_Compiti da svolgere_
1 - Riscrivi il brano della biografia di Giovanni Battista Di Bianchi da "Si trasferì a" a "anche una casa.", aggiornandolo con "teste" al posto di "testimone".
2 - Secondo la biografia di Giovanni Battista Di Bianchi, quale stipendio riceveva "Giovanni Battista scultore" dai libri dei conti del cardinale Alessandro Farnese?

_Testo mostrato_
DI BIANCHI (de Bianchi, Bianchi), Giovanni Battista
Nacque da Ambrogio nel 1520 (?) a Saltrio (Varese). Non si conosce nulla sulla sua giovinezza e sulla sua formazione. Come risulta dal testamento e dall'iscrizione sepolcrale, il D. si sposò con una Camilla ed ebbe due figlie, Livia e Tuzia.
Si trasferì a Roma verosimilmente prima del 1560. Nell'agosto di quell'anno egli compare come testimone ed esperto in antichità nella causa intentata dall'orafo e antiquario Vincenzo Mantovano contro il suo socio Giuseppe Della Porta (Bertolotti, 1881, I, pp. 163 s.): è indicato come "mediolanensis sculptor in urbe ad S. Valentianum", dove possedeva anche una casa.
Il D. lavorò come scultore di casa al servizio del cardinale Alessandro Farnese; di lui non si ricordano altre attività, con la sola eccezione di qualche piccolo incarico come esperto d'arte: è documentato al servizio del Farnese dal 1564. I libri dei conti del cardinale, conservati nell'Archivio di Stato di Napoli, ricordano "Giovanni Battista scultore" o "Battista scultore" come destinatario di uno stipendio regolare di 8 scudi al mese. La scarsa documentazione di questo periodo si spiega con il fatto che il D. era membro della bottega di Guglielmo Della Porta e non aveva ancora una posizione di responsabilità.
Un Ermafrodito, acquistato con altri pezzi antichi nel 1574 da Marcantonio Palosi, è citato nel 1576 come "bella statua et benissimo restaurata" (Riebesell, 1989, p. 62). Che il restauratore fosse il D. si evince indirettamente da una sua lettera del 5 apr. 1590 (Partridge, 1971, p. 486), nella quale egli, in qualità di "statuario della Illuss.ma Casa Farnese", fornisce testimomanza sulla compravendita di statue per la quale la figlia del Palosi, Licinia, cercava di riscuotere la somma che ancora le spettava. Si tratta di una lettera autografa da lui firmata con il nome per esteso che, insieme con altre due, consente di attribuire al D. con certezza altre lettere firmate soltanto "Giovanni Battista scultore" e attesta che si tratta del D. scultore di casa Farnese e non del suo contemporaneo Giovanni Battista Della Porta, con il quale egli è stato spesso confuso dalla storiografia.

[Righe del dataset]
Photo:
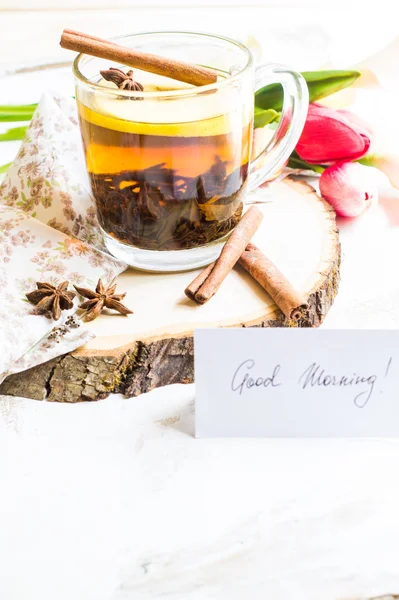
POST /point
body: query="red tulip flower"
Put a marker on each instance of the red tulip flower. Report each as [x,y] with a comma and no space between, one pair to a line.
[332,135]
[350,188]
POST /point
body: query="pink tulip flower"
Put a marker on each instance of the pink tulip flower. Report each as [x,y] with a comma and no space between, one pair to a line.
[332,135]
[350,188]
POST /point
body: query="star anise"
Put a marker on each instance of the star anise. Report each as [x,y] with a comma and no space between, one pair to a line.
[102,297]
[124,81]
[49,298]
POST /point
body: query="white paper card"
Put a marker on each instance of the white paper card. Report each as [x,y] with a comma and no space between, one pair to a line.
[296,383]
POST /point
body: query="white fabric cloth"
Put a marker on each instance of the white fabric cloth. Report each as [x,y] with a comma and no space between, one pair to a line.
[48,232]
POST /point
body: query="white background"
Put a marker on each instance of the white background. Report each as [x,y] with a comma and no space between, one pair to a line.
[116,500]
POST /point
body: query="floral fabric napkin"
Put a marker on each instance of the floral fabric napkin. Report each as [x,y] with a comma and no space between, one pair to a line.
[48,232]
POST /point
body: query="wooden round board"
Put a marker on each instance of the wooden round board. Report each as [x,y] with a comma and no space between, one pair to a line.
[154,347]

_Risposte all'esercizio_
1 -
Si trasferì a Roma verosimilmente prima del 1560. Nell'agosto di quell'anno egli compare come teste ed esperto in antichità nella causa intentata dall'orafo e antiquario Vincenzo Mantovano contro il suo socio Giuseppe Della Porta (Bertolotti, 1881, I, pp. 163 s.): è indicato come "mediolanensis sculptor in urbe ad S. Valentianum", dove possedeva anche una casa.

2 - Uno stipendio regolare di 8 scudi al mese.